• **Task to complete**: Here are some records. Copy each one exactly.

• **Recorded information**:
·····

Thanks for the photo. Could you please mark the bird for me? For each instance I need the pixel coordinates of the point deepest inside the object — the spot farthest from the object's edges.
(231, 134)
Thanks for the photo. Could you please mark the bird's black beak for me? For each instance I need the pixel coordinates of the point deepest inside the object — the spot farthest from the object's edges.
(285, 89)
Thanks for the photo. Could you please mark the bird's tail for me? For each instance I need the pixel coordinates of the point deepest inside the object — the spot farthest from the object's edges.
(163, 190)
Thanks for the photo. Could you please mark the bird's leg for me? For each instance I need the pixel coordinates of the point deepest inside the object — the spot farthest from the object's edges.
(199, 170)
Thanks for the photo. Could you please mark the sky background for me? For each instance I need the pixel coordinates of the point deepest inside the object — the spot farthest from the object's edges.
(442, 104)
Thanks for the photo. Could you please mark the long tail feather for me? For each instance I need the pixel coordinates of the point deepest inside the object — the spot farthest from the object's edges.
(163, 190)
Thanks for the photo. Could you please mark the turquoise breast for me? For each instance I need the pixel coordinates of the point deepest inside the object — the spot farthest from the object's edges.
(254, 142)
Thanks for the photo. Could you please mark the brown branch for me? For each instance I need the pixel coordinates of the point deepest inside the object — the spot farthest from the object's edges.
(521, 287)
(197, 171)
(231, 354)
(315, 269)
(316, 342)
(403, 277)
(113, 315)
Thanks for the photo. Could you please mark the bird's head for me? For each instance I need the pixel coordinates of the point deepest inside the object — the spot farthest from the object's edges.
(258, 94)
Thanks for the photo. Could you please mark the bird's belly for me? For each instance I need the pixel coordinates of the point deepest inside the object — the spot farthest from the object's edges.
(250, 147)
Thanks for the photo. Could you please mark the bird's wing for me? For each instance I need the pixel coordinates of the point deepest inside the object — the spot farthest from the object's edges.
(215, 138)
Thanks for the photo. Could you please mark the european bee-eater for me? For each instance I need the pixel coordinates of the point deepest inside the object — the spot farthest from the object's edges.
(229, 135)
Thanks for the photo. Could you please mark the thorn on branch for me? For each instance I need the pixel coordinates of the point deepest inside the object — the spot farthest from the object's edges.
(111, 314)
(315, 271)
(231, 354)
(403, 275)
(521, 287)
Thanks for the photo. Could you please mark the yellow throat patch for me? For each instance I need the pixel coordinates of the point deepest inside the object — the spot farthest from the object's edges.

·····

• **Solution**:
Thanks for the photo. Could you please mark the bird for me? For each instance I need the pixel coordinates of the point deepest inside the object — the spot farthest from the object's edges.
(231, 134)
Thanks for the photo. Could you please mark the bird's black beak for me? For each instance I need the pixel coordinates of the point deepest inside the object — the spot farthest from the object's edges.
(285, 89)
Thanks for the photo. Could you please mark the bird's tail for me? For each instance I need the pixel coordinates of the point deepest inside the object — the spot farthest from the object's edges.
(163, 190)
Thanks for the photo. Could you please mark the bird's leg for me? For each instance I need the pixel coordinates of the point deepest inside the object — the spot farthest from the object's edges.
(199, 170)
Thanks for the photo. Could you please mark the sky background for me? For each instance I need the pixel coordinates of the point deepest inside the object — the spot farthest from the object's edges.
(442, 104)
Thanks for the photo. Could you please mark the long tail feather for me? For each instance I need the pixel coordinates of the point deepest inside the object — the spot farthest from the object's edges.
(163, 190)
Thanks for the photo. Could you please mark the turquoise breast for me? For each instance I need the pixel coordinates of the point deepest inside the object — the spot farthest from the object's edges.
(254, 142)
Thanks for the photo. Could you please mark the brown branch for me? For each instance I need the pixel coordinates of the point deepest inside the object — the spot farthest from the object's edges.
(521, 287)
(197, 171)
(231, 354)
(315, 269)
(316, 342)
(403, 277)
(113, 315)
Thanks for the photo. Could you please mark the bird's head for me? For each instance I need the pixel coordinates of the point deepest inside the object — the spot farthest from the object's edges.
(258, 94)
Thanks for the photo. Could you please mark the bird's belly for me? For each instance I need the pixel coordinates of the point deepest inside the object — the spot farthest from the object's edges.
(250, 147)
Thanks for the photo. Could you please mark the bird's wing for me? For each instance I need the pixel coordinates of the point deepest inside the object — the spot farthest from the object's edges.
(215, 138)
Thanks for the photo. Could you please mark the european bee-eater for me? For each instance I need the pixel coordinates of the point deepest inside the object — the spot farthest from the object's edges.
(229, 135)
Thanks for the photo. Could you please mark the thorn on branch for me? For each instance I need the pixel coordinates of the point deepest inside the object — the spot farthest from the object's edges.
(111, 314)
(315, 271)
(231, 354)
(403, 275)
(521, 287)
Thanks for the photo. Could you please mark the yellow throat patch for me? For each instance I need the pixel coordinates of the point deepest inside the object — the spot farthest from the object's edges.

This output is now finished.